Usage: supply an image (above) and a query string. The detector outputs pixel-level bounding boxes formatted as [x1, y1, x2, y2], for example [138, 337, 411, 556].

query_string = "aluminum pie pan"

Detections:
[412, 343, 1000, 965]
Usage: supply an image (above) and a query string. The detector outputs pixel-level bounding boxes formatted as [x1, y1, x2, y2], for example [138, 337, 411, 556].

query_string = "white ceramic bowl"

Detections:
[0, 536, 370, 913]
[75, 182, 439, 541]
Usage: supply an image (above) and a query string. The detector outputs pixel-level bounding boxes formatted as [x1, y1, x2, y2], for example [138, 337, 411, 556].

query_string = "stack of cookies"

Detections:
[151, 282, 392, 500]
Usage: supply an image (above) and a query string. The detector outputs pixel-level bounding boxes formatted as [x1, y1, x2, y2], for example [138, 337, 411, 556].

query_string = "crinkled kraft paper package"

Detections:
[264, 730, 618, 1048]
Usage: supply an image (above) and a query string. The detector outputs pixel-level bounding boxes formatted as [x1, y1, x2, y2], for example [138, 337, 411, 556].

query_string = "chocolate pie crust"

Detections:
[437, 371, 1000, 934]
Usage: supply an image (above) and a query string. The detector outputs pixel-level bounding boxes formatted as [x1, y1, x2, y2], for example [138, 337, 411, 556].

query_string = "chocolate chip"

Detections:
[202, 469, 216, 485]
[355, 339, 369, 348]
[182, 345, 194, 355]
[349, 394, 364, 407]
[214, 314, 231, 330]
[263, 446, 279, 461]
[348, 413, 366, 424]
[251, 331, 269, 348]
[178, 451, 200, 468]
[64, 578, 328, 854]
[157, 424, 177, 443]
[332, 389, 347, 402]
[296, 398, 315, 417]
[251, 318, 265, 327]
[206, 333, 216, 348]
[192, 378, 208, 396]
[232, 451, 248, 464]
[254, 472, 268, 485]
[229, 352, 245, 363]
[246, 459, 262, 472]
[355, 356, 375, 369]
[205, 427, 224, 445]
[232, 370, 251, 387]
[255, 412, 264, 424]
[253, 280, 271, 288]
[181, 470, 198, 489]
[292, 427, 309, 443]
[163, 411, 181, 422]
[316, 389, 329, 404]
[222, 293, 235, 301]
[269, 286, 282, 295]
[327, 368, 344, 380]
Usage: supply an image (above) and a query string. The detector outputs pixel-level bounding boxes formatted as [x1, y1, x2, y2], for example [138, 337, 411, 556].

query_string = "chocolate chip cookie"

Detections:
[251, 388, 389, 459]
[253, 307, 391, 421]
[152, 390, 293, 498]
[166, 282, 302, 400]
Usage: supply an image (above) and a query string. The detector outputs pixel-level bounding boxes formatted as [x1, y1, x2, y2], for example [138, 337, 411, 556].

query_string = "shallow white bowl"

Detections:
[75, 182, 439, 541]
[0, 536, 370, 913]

__What to do__:
Exact copies of all the entries above are required.

__Answer to this task__:
Usage: supply an image (above) and a query string. The detector outputs pixel-level bounding boxes formatted as [x1, y1, x2, y2], for example [138, 337, 411, 556].

query_string = "aluminum pie pan"

Detections:
[412, 343, 1000, 965]
Usage: supply an image (above) and a query string. The detector outputs pixel-level bounding boxes formatted as [x1, y1, x2, y2], for example [138, 337, 411, 556].

query_string = "white ceramic bowl"

Detections:
[0, 536, 370, 913]
[75, 182, 439, 541]
Usage: supply an image (above) and a query string. The detector outputs pixel-level bounding boxes formatted as [x1, y1, x2, y2], for example [138, 337, 411, 556].

query_string = "stack of cookies"

Detections:
[151, 282, 392, 500]
Usage: supply an image (above) and a query string. The detector outputs pixel-level bounding boxes formatted as [x1, y1, x2, y2], for example [138, 337, 411, 556].

query_string = "crinkled kraft paper package"

Detections:
[264, 730, 618, 1048]
Usage: supply an image (above) and a query string. The detector outputs pixel-level bounding boxes formatted as [x1, y1, x2, y2], for example [138, 337, 411, 556].

query_string = "chocolate pie crust"

Detections:
[437, 371, 1000, 934]
Usage: supply an image (above) and a query string. The detector outputs pixel-level bounding boxes formatted as [x1, y1, x2, y2], for example [138, 337, 411, 556].

query_string = "chocolate chip"

Detections:
[202, 469, 216, 485]
[355, 339, 369, 348]
[182, 345, 194, 355]
[349, 394, 364, 407]
[214, 314, 231, 330]
[263, 446, 279, 461]
[348, 413, 366, 424]
[251, 331, 269, 348]
[178, 451, 200, 468]
[64, 578, 328, 854]
[157, 424, 177, 443]
[332, 389, 347, 402]
[296, 398, 315, 417]
[251, 318, 265, 327]
[206, 333, 216, 348]
[192, 378, 208, 396]
[232, 451, 248, 464]
[254, 472, 268, 485]
[229, 352, 245, 363]
[246, 459, 262, 472]
[355, 356, 375, 369]
[205, 427, 224, 445]
[232, 370, 251, 387]
[255, 412, 264, 424]
[253, 280, 271, 288]
[181, 470, 198, 489]
[292, 427, 309, 443]
[163, 411, 181, 422]
[316, 389, 329, 404]
[222, 293, 235, 301]
[269, 286, 282, 295]
[327, 368, 344, 380]
Usage: supply an image (above) and a query string. The detector outputs pixel-level bounding boxes formatted as [x1, y1, x2, y2], for example [138, 337, 411, 556].

query_string = "chocolate chip cookie"

Detections:
[251, 388, 389, 459]
[253, 307, 391, 421]
[152, 390, 293, 498]
[166, 282, 302, 400]
Usage: supply an image (above) and a query string. The detector outputs pixel-level bounding boxes formatted as [x1, y1, x2, y2], for example [138, 337, 411, 556].

query_string = "shallow white bowl"

Detections:
[75, 182, 439, 541]
[0, 536, 370, 913]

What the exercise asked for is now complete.